__REQUIRED TASK 1__. Repeat, word for word, the passage of the SerDes patch thread from "One use case" to "sort of design.".

__SELECTED TEXT__.
━━━━━━━━━━━━━━━━━━━━━━━━━━━━━━

[PATCH v14 00/15] phy: Add support for Lynx 10G SerDes

Tue Aug 22 09:39:15 AEST 2023

On 8/21/23 18:48, Vladimir Oltean wrote:
> On Mon, Aug 21, 2023 at 05:06:46PM -0400, Sean Anderson wrote:
>> On 8/21/23 15:58, Vladimir Oltean wrote:
>> > On Mon, Aug 21, 2023 at 02:46:53PM -0400, Sean Anderson wrote:
>> >> After further review, it seems the reason 28g can get away without this
>> >> is because there's a one-to-one mapping between protocol controllers and
>> >> lanes. Unfortunately, that regularity is not present for 10g.
>> >> 
>> >> --Sean
>> > 
>> > There are some things I saw in your phy-fsl-lynx-10g.c driver and device
>> > tree bindings that I don't understand (the concept of lane groups)
>> 
>> Each lane group corresponds to a phy device (struct phy). For protocols
>> like PCIe or XAUI which can use multiple lanes, this lets the driver
>> coordinate configuring all lanes at once in the correct order.
> 
> For PCIe I admit that I don't know. I don't even know if there's any
> valid (current or future) use case for having the PCIe controller have a
> phandle to the SerDes. Everything else below in my reply assumes Ethernet.

One use case could be selecting PCIe/SATA as appropriate for an M.2
card. Another use case could be allocating lanes to different slots
based on card presence (e.g. 1 card use x4, 2+ cards use x1). I recently
bought a motherboard whose manual says

| PCI_E4 [normally x4] will run x1 speed when installing devices in PCI_E2/
| PCI_E3/ PCI_E5 slot [all x1].
which implies exactly this sort of design.

>> > and
>> > I'm not sure if they're related with what you're saying here, so if you
>> > could elaborate a bit more (ideally with an example) on the one-to-one
>> > mapping and the specific problems it causes, it would be great.
>> 
>> For e.g. the LS2088A, SerDes1 lanes H-A use SG1-8 and XFI1-8. SerDes2
>> lanes A-H use SG9-16 and XFI9-16. Each lane has its own controller, and
>> the mapping is 1-to-1. In the PCCRs, each controller uses the same
>> value, and is mapped in a regular way. So you can go directly from the
>> lane number to the right value to mask in the PCCR, with a very simple
>> translation scheme.
>> 
>> For e.g. the LS1046A, SerDes1 lane D uses XFI.9 (aka XFIA) and lane C
>> uses XFI.10 (aka XFIB). This is the opposite of how SerDes1 lanes A-D
>> use SGMII.9, .10, .5, and .6 (aka SGMIIA-D).
>> 
>> For e.g. the T4240, SerDes1 lanes A-H use sg1.5, .6, .10, .9, .1, .2,
>> .3, .4 (aka SGMII E, F, H, G, A, B, C, D).
>> 
>> For e.g. the B4860, SerDes lanes A uses sgmii1 or sgmii5 and B uses
>> sgmii2 or sgmii6. The MAC selected is determined based on the value
>> programmed into PCCR2.
> 
> It's so exceedingly unlikely that B4860 will gain support for anything
> new, that it's not even worth talking about it, or even considering it
> in the design of a new driver. Just forget about it.
> 
> Let's concentrate on the Layerscapes, and on the T series to the extent
> that we're not going out of our way to support them with a fairly simple
> design.

Well, these are just easy ways to show the oddities in the PCCRs. I
could have made the same points with the various Layerscapes.

━━━━━━━━━━━━━━━━━━━━━━━━━━━━━━

__INFORMATION GIVEN__.
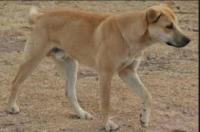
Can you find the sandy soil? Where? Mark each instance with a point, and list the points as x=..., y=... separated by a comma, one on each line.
x=170, y=74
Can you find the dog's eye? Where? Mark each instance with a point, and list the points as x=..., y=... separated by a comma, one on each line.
x=170, y=26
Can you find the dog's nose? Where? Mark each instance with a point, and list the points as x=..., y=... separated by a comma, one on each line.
x=186, y=40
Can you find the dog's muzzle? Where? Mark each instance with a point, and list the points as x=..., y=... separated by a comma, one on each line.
x=183, y=43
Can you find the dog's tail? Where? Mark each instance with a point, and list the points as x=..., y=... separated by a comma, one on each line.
x=33, y=14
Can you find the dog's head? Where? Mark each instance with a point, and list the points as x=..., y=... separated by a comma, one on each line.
x=163, y=26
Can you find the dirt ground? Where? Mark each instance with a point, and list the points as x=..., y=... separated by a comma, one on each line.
x=170, y=74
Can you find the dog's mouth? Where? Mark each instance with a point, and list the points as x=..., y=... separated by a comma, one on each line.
x=170, y=44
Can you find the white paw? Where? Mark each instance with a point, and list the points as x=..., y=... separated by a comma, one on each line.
x=111, y=126
x=85, y=115
x=144, y=118
x=13, y=109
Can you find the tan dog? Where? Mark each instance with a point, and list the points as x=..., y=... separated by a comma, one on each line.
x=109, y=43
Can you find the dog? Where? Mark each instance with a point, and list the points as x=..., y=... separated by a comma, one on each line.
x=107, y=42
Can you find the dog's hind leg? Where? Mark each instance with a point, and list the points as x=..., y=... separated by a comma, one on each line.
x=70, y=69
x=33, y=55
x=131, y=78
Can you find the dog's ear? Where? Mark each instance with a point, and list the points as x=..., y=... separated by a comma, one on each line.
x=152, y=15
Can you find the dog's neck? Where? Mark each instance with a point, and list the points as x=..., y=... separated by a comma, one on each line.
x=135, y=31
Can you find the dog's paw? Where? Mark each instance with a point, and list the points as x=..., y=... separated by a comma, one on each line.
x=111, y=126
x=85, y=115
x=144, y=119
x=13, y=109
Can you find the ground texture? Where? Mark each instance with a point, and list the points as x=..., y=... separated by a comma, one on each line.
x=170, y=74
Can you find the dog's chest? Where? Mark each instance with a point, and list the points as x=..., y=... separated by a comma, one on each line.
x=129, y=60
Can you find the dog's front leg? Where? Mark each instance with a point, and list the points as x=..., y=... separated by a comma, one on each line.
x=105, y=87
x=131, y=78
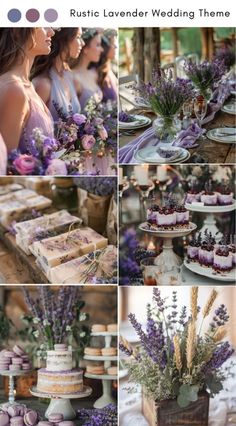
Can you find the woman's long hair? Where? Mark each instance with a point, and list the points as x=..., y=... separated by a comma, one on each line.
x=60, y=41
x=88, y=34
x=12, y=43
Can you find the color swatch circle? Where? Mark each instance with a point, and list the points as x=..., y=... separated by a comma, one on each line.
x=32, y=15
x=14, y=15
x=50, y=15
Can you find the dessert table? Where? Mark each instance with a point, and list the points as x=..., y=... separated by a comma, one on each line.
x=209, y=150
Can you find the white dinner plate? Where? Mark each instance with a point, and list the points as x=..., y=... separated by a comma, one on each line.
x=141, y=121
x=223, y=134
x=150, y=155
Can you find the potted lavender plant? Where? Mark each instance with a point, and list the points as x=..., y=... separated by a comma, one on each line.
x=178, y=366
x=55, y=317
x=205, y=75
x=166, y=97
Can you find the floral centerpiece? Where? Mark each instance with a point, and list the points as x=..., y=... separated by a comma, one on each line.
x=55, y=317
x=166, y=97
x=205, y=75
x=227, y=55
x=175, y=358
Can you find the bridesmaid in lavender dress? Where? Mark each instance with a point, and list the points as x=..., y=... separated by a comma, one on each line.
x=21, y=109
x=106, y=77
x=86, y=77
x=52, y=77
x=3, y=157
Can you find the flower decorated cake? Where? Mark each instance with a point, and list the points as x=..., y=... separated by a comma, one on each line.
x=58, y=377
x=169, y=217
x=205, y=251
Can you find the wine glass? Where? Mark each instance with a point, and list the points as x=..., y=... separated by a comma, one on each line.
x=200, y=109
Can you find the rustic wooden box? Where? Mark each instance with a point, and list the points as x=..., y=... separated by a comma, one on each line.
x=168, y=413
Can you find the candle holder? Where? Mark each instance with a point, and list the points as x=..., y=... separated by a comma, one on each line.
x=144, y=191
x=123, y=186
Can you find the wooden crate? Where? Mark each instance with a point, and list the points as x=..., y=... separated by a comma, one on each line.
x=168, y=413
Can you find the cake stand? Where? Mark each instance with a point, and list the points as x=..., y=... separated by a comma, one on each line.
x=107, y=379
x=168, y=256
x=61, y=403
x=210, y=222
x=210, y=273
x=12, y=375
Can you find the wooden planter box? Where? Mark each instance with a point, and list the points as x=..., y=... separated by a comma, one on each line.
x=168, y=413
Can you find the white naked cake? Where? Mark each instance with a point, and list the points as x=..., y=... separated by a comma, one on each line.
x=58, y=377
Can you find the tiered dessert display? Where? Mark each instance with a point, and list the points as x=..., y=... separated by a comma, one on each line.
x=168, y=222
x=210, y=202
x=66, y=252
x=14, y=363
x=60, y=382
x=105, y=356
x=214, y=260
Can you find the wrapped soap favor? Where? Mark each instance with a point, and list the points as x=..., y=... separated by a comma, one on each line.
x=54, y=251
x=99, y=266
x=43, y=227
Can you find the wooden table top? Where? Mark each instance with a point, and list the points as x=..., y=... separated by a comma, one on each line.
x=207, y=151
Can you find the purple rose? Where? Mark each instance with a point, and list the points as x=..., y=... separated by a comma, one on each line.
x=103, y=133
x=88, y=141
x=56, y=167
x=25, y=164
x=79, y=119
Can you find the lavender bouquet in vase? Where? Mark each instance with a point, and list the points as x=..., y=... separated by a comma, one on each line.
x=178, y=364
x=166, y=97
x=55, y=317
x=205, y=75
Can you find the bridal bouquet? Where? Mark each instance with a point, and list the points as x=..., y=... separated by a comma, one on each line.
x=175, y=358
x=205, y=75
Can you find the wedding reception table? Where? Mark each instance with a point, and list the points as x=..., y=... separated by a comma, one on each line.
x=208, y=150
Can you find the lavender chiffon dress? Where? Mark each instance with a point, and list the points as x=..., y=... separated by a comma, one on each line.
x=3, y=157
x=58, y=99
x=39, y=117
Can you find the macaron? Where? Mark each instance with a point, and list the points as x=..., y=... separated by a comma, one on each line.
x=9, y=354
x=14, y=367
x=31, y=418
x=55, y=418
x=18, y=350
x=17, y=421
x=17, y=360
x=4, y=419
x=13, y=411
x=45, y=423
x=26, y=366
x=60, y=347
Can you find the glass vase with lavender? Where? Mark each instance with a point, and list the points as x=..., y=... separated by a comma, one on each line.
x=205, y=75
x=166, y=97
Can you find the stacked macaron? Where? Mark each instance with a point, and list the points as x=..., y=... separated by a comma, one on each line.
x=18, y=415
x=56, y=419
x=14, y=360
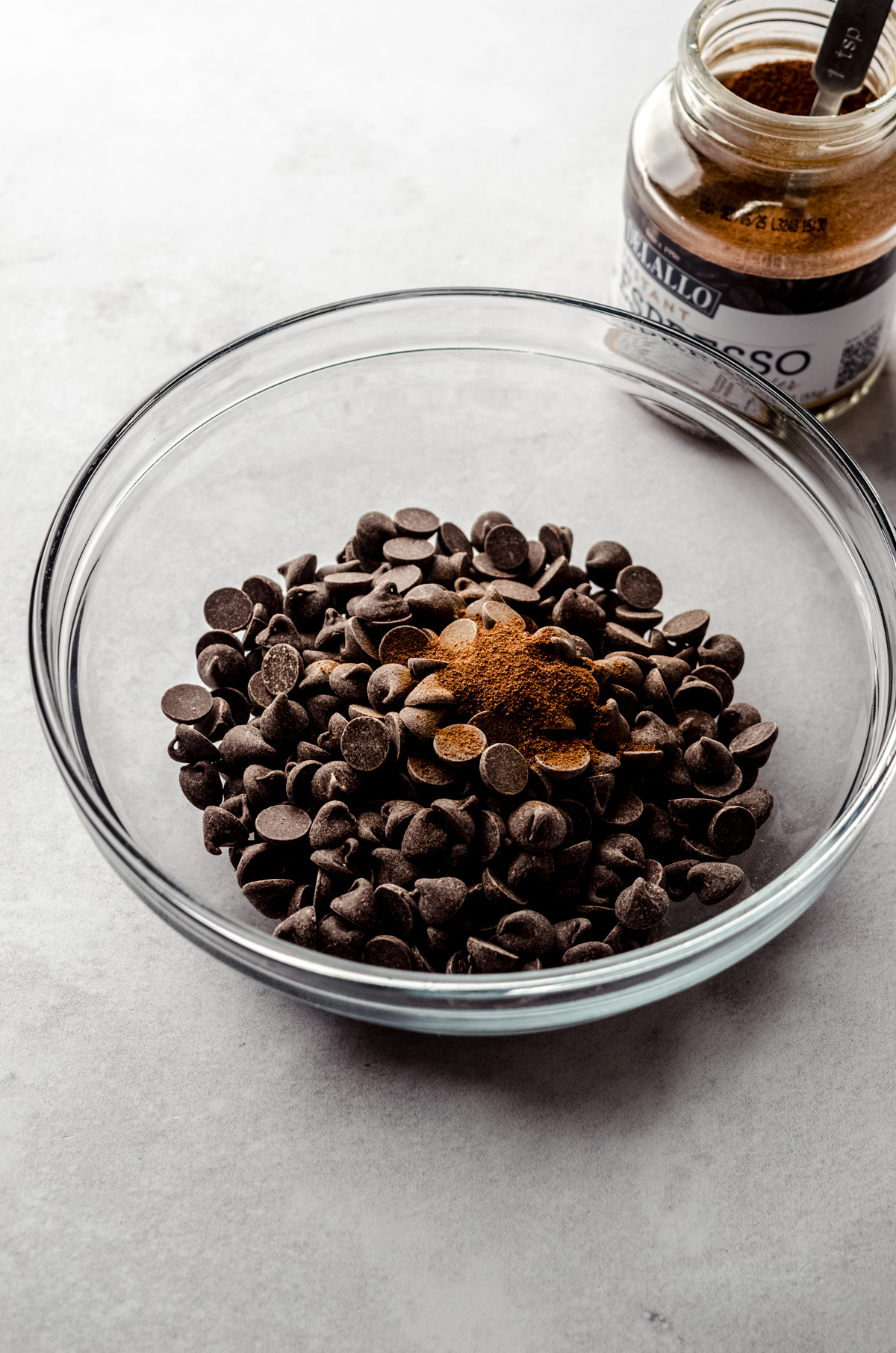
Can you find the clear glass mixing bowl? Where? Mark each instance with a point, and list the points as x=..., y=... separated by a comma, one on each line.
x=462, y=401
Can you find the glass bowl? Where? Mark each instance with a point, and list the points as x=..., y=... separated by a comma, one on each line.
x=462, y=401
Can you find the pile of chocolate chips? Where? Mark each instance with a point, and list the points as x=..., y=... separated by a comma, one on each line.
x=374, y=813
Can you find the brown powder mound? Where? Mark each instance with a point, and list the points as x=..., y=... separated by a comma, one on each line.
x=787, y=87
x=509, y=673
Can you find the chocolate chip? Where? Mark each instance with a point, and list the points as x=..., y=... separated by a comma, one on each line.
x=333, y=824
x=459, y=743
x=759, y=803
x=339, y=939
x=452, y=540
x=281, y=823
x=441, y=899
x=394, y=909
x=504, y=769
x=621, y=853
x=281, y=669
x=754, y=743
x=298, y=928
x=373, y=531
x=723, y=651
x=221, y=828
x=218, y=636
x=389, y=686
x=526, y=933
x=417, y=523
x=716, y=676
x=335, y=780
x=404, y=641
x=298, y=571
x=433, y=606
x=349, y=681
x=639, y=586
x=190, y=746
x=586, y=953
x=731, y=830
x=358, y=906
x=228, y=608
x=263, y=788
x=484, y=523
x=491, y=958
x=506, y=547
x=642, y=904
x=201, y=785
x=244, y=746
x=697, y=694
x=708, y=761
x=366, y=744
x=538, y=827
x=638, y=620
x=686, y=628
x=283, y=721
x=408, y=550
x=735, y=720
x=264, y=591
x=270, y=896
x=714, y=883
x=429, y=691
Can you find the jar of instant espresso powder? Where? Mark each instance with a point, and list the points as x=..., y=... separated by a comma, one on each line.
x=751, y=225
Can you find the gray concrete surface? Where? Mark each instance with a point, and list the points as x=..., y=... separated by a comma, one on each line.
x=191, y=1161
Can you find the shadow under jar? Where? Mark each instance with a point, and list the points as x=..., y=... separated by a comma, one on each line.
x=769, y=236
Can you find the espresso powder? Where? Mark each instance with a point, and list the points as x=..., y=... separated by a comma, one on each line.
x=509, y=673
x=787, y=87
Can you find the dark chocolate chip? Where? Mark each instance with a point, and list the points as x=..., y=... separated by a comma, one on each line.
x=201, y=785
x=526, y=933
x=731, y=830
x=504, y=769
x=366, y=744
x=264, y=591
x=708, y=762
x=281, y=668
x=270, y=896
x=506, y=547
x=723, y=651
x=759, y=803
x=484, y=523
x=714, y=883
x=298, y=571
x=358, y=906
x=228, y=608
x=688, y=628
x=639, y=586
x=491, y=958
x=281, y=823
x=642, y=904
x=299, y=928
x=754, y=743
x=408, y=550
x=339, y=939
x=586, y=953
x=538, y=827
x=441, y=899
x=417, y=523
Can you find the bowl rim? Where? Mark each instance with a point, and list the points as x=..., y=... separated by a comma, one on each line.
x=191, y=916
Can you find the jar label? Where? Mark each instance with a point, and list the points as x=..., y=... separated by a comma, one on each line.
x=812, y=338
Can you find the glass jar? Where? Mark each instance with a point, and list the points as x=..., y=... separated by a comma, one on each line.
x=772, y=237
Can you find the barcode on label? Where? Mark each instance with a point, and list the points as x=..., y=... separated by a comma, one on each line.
x=859, y=355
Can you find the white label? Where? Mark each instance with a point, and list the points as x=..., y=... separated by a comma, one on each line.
x=811, y=356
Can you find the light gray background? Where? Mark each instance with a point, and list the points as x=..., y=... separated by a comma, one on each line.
x=191, y=1161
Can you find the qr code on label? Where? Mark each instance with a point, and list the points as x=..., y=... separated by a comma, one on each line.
x=859, y=355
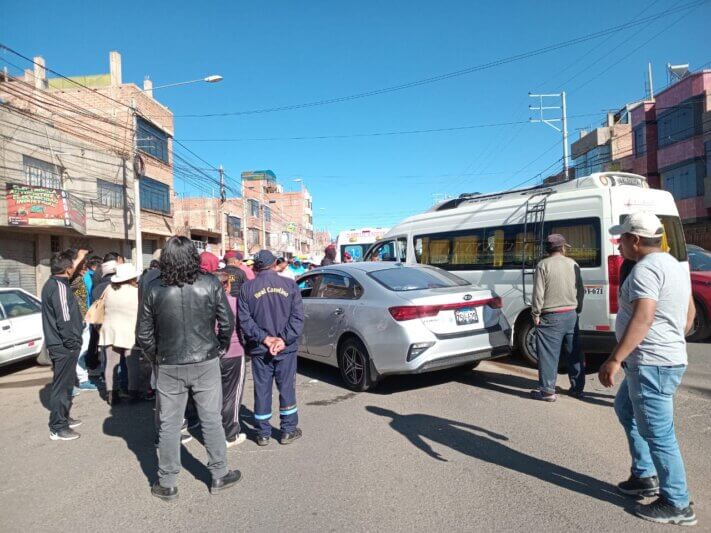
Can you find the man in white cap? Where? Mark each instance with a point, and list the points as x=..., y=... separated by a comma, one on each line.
x=656, y=310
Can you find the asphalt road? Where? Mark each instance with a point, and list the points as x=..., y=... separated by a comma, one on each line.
x=458, y=450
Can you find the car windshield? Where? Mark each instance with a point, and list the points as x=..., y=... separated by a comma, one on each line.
x=699, y=259
x=414, y=279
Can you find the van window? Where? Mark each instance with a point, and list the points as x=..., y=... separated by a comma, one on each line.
x=673, y=240
x=506, y=247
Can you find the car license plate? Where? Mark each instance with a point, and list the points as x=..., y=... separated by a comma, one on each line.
x=465, y=316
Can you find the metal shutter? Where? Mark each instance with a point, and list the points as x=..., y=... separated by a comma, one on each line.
x=18, y=262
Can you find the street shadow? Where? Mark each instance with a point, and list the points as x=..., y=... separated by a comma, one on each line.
x=520, y=386
x=134, y=423
x=488, y=446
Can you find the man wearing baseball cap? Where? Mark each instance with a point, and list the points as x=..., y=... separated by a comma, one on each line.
x=271, y=316
x=656, y=311
x=556, y=302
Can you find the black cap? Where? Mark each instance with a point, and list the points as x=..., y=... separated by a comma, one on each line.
x=264, y=259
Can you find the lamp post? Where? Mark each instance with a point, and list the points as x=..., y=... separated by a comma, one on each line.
x=138, y=168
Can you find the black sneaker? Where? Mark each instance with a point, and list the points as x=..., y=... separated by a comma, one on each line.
x=232, y=478
x=662, y=512
x=164, y=493
x=642, y=487
x=288, y=438
x=64, y=434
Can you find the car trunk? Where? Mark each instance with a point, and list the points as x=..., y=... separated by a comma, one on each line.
x=450, y=310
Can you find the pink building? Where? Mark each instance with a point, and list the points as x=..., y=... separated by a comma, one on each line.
x=672, y=147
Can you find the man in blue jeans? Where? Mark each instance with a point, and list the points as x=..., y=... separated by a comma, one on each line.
x=656, y=310
x=555, y=305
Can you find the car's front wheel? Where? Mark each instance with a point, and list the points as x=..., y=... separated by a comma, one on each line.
x=354, y=364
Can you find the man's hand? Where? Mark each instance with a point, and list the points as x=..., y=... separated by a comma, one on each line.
x=607, y=372
x=277, y=347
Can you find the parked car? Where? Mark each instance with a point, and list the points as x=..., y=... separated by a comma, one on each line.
x=21, y=334
x=376, y=319
x=700, y=266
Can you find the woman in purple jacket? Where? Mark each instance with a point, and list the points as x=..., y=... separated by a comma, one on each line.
x=232, y=365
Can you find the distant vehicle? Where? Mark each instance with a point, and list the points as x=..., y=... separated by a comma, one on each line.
x=700, y=266
x=21, y=335
x=495, y=240
x=356, y=241
x=376, y=319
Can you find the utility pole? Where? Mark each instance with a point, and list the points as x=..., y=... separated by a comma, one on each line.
x=223, y=215
x=137, y=170
x=550, y=121
x=244, y=219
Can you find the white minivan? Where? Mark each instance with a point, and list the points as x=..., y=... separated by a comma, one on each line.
x=495, y=240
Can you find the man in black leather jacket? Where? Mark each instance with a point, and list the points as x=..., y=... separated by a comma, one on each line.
x=176, y=331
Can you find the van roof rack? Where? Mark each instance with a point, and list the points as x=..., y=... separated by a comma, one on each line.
x=476, y=197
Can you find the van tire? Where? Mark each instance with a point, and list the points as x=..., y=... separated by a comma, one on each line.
x=702, y=327
x=524, y=341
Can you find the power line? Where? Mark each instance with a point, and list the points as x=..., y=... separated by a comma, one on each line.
x=461, y=72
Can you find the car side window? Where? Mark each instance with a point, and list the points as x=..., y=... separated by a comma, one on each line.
x=307, y=286
x=335, y=286
x=385, y=251
x=15, y=304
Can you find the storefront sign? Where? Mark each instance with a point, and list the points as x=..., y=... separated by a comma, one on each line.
x=40, y=206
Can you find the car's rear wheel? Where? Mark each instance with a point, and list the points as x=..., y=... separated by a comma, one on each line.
x=354, y=364
x=701, y=329
x=525, y=340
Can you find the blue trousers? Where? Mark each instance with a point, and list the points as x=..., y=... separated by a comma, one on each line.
x=558, y=333
x=645, y=407
x=265, y=371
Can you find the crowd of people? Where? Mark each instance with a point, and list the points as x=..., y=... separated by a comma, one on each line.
x=195, y=320
x=191, y=321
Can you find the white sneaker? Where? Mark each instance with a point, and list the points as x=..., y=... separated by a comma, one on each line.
x=239, y=439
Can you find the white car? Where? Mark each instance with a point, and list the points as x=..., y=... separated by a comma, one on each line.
x=376, y=319
x=21, y=335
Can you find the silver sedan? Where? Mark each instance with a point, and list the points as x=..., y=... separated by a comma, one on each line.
x=375, y=319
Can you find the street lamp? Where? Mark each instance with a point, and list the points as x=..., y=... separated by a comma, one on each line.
x=213, y=78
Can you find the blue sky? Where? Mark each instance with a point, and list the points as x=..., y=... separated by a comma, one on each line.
x=287, y=52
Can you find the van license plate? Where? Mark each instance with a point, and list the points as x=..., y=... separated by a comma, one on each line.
x=466, y=315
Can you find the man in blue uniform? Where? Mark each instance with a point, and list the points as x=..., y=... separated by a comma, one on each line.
x=271, y=316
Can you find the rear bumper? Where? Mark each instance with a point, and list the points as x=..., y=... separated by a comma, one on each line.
x=455, y=352
x=597, y=341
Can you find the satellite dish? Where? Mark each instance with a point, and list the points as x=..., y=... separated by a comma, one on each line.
x=678, y=72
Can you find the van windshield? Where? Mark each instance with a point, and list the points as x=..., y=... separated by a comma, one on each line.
x=673, y=240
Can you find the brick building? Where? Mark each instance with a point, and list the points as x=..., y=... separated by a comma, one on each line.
x=67, y=155
x=605, y=148
x=268, y=217
x=672, y=147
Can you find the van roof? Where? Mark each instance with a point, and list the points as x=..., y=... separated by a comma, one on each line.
x=598, y=180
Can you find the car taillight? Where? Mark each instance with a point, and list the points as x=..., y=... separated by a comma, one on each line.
x=411, y=312
x=614, y=264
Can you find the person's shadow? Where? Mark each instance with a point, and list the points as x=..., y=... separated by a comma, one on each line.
x=488, y=446
x=134, y=423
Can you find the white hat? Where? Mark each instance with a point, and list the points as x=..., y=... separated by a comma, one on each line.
x=642, y=223
x=124, y=272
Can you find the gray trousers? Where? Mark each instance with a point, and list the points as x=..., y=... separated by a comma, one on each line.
x=172, y=385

━━━━━━━━━━━━━━━━━━━━━━━━━━━━━━

__REQUIRED TASK 2__. Give the records from the line with "Can you find the rear" through the end of the records as a numbered list, omitting blank lines.

__EXERCISE RESULT 1__.
One use case could be selecting PCIe/SATA as appropriate for an M.2
card. Another use case could be allocating lanes to different slots
based on card presence (e.g. 1 card use x4, 2+ cards use x1). I recently
bought a motherboard whose manual says

| PCI_E4 [normally x4] will run x1 speed when installing devices in PCI_E2/
| PCI_E3/ PCI_E5 slot [all x1].
which implies exactly this sort of design.

__EXERCISE RESULT 2__.
1. Can you find the rear bumper? Where? Mark each instance with a point, and list the points as x=..., y=... separated by a comma, one on each line.
2. x=455, y=352
3. x=597, y=341
4. Can you find the satellite dish? Where? Mark each instance with a point, and list the points as x=..., y=... separated by a comma, one on each line.
5. x=678, y=72
6. Can you find the van windshield? Where? Mark each instance with a point, and list the points as x=..., y=... separated by a comma, one on each line.
7. x=673, y=240
8. Can you find the brick building? Where? Mark each instance with a point, and list the points as x=..., y=... separated by a comma, one on each line.
9. x=67, y=155
10. x=605, y=148
11. x=268, y=217
12. x=672, y=147
13. Can you find the van roof? Where? Mark each instance with a point, and list the points as x=..., y=... separated by a comma, one on each line.
14. x=598, y=180
15. Can you find the car taillight? Where? Mark each instance with a point, and list the points as x=..., y=... separated by a comma, one on each line.
16. x=411, y=312
17. x=614, y=264
18. Can you find the person's shadow? Where? Mark each instance with a point, and list the points as x=..., y=... separated by a comma, one on each line.
19. x=488, y=446
20. x=134, y=423
21. Can you find the white hat? Where? Mark each instance with a point, and list the points as x=..., y=... separated by a comma, one on each line.
22. x=642, y=223
23. x=124, y=272
24. Can you find the gray trousers? Where? Mark each instance with a point, and list the points as x=..., y=... separated by a comma, one on each line.
25. x=172, y=385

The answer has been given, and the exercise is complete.